*** Texto

De esa manera comenzó la fuga de Ubud. En vez de regresar a la calle Sriwedari me subí a un avioncito a hélice para cursar la ruta Surabaya-Bandung, binomio hermético que comenzó con un viaje alucinado de juventud en el tramo Chiang Mai-Surat Thani. Ese pasaje donde por primera vez origen y destino eran jeroglíficos me trajo la costumbre de meterme en una cartografia que no se corresponde con la occidental y cristiana. Así llegó mi gran afición: perderme lejos. Me dediqué con método y una alta cuota de privilegio a convertirme a esa vida trashumante que alguna vez fue nuestra única forma de existencia.

Llegó marzo y se bloqueó el Canal de Suez, Europa volvió al lockdown y Argentina restringió vuelos. Acorralado en el paréntesis de este país que va de Banda Aceh a Jayapura, me dispuse a vibrar en ese compás. Viajé a Semarang con Ajib Bintoro, un estudiante de historia y teología. Su maestro nos llevó por un senderito en las montañas a visitar una cueva. Ahí, mientras ellos sahumaban, sentí la tierra húmeda bajo mis pies y entendí que la vuelta ya no era posible y que explicarlo tampoco era necesario.

Más tarde viajé a Borneo. El fin de los caminos, las puertas de la selva. Un café con dulce de zapallo y clavo, y lo que a simple vista parecía un episodio sin porvenir se volvió un presente robusto. Nos perdimos en el gran infierno verde y escapamos al inicio del Ramadán donde el país se paraliza y viajar es, si no sacrílego, de mal agüero. En las Islas Célebes conocí a Christoper, un joven adventista que me llevó a megalitos, a bosques, y al fondo del mar. Conversamos sobre dogma y criptomoneda, el Partido Comunista Chino y ayurveda, la experiencia de envejecer y la perplejidad de estar vivos. Me abrió su casa, rodeado de niñes y de la vida valiosa fortalecida por la fe. Y cierto desapego elegante que intriga y enamora.

******
*** Datos proporcionados

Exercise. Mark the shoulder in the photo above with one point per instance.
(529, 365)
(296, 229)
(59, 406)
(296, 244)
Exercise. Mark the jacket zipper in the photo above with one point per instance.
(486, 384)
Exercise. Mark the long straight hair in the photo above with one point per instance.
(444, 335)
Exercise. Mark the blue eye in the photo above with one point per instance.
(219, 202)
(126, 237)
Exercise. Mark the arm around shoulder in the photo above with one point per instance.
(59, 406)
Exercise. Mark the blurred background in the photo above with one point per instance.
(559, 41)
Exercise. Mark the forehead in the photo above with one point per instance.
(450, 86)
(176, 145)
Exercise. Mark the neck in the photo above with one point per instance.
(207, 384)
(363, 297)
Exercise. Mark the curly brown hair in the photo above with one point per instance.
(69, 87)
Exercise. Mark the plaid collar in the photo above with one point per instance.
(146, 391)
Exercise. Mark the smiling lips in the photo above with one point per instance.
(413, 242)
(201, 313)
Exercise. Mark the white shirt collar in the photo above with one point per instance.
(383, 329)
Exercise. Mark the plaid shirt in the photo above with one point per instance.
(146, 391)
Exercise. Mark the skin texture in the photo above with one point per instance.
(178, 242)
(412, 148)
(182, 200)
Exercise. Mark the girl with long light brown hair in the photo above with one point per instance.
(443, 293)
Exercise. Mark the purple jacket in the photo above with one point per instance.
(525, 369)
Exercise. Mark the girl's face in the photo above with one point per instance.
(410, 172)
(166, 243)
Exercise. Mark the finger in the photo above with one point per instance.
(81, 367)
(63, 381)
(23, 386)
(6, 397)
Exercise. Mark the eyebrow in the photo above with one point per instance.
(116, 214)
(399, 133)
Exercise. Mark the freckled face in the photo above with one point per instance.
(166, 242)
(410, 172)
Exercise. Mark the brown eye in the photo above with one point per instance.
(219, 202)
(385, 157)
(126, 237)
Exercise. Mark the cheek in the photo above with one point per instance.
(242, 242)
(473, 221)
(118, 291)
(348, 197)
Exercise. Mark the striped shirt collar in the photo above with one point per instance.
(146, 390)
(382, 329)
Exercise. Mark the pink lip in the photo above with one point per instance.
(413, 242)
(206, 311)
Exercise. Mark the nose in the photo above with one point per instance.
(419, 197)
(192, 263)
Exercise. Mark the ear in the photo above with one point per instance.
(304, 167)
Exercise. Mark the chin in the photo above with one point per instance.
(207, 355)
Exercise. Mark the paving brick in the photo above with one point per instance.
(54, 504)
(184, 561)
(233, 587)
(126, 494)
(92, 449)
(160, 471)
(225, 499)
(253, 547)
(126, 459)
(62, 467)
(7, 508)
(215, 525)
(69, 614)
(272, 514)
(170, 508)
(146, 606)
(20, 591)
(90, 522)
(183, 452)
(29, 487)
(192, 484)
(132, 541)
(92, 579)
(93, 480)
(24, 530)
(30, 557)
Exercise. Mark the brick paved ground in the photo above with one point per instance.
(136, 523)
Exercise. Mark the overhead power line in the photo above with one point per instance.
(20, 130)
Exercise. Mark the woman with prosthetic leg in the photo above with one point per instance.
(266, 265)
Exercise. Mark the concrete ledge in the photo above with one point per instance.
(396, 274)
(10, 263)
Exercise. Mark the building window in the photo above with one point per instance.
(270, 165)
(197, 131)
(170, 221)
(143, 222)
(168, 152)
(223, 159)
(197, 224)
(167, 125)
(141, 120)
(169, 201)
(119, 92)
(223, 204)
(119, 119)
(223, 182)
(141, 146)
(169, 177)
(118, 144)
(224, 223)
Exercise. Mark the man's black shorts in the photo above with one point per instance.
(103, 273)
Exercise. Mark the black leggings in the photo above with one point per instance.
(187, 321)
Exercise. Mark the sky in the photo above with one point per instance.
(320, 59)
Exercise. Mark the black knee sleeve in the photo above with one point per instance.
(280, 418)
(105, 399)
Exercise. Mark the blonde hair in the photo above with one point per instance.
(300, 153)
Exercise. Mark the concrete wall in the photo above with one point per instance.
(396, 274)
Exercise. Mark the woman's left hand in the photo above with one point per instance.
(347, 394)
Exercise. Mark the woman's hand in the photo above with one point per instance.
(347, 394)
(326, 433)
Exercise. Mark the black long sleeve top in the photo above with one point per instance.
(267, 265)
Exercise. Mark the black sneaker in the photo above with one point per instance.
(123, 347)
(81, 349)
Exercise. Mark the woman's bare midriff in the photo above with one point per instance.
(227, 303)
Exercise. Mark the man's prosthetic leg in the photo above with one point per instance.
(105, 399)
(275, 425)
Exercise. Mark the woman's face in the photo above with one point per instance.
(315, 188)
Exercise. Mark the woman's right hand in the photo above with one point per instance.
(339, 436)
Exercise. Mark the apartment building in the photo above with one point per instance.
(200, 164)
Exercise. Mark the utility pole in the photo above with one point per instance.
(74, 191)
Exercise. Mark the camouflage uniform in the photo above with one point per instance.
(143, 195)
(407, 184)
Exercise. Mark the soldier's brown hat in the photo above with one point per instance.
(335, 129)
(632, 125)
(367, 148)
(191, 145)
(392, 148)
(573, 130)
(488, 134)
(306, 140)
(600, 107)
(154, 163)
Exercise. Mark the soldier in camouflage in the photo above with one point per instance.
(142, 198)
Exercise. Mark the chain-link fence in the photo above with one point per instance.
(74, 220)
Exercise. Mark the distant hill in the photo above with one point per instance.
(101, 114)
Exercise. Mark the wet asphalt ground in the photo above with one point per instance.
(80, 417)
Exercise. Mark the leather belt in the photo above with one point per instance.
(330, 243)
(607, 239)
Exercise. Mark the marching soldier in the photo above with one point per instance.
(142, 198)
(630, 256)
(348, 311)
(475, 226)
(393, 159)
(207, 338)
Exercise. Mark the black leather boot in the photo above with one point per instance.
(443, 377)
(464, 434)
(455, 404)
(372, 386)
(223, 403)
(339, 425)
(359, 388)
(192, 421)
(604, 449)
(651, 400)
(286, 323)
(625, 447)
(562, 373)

******

Consigna 1:
Responde según el relato del viaje:
(a) ¿Qué ruta se cursó en el avioncito a hélice?
(b) ¿Qué estudiaba Ajib Bintoro?
(c) ¿A qué lugares llevó Christoper en las Islas Célebes?
Consigna 2: Escribe cómo sigue el relato del viaje a partir de su última oración.
Los registros provienen de otra fuente.

Resultado 1:
(a) La ruta Surabaya-Bandung.
(b) Historia y teología.
(c) A megalitos, a bosques y al fondo del mar.

Resultado 2:
En Macasar encontré a Adi, maestrando en estudios étnicos, que me invitó a visitar una comunidad. Dormimos en la casa de la lideresa con luna llena y cuentos de fantasmas. Adi y sus compañeros de estudios se amontonaron entre almohadones en medio de la sala con la facilidad de los animales que se hacen ovillo. En la mañana soltaron los cubiertos para ahuecar la mano derecha; hacen una bolita con el arroz y levantan verduras y pescado que embadurnan con una salsa infernal para meterlo en la boca y seguir hablando. Con la boca abierta, como nos enseñaron que no se hace. Con la boca abierta y risas, y ese humor piadoso que busca no encender los sentidos que la religión secuestra.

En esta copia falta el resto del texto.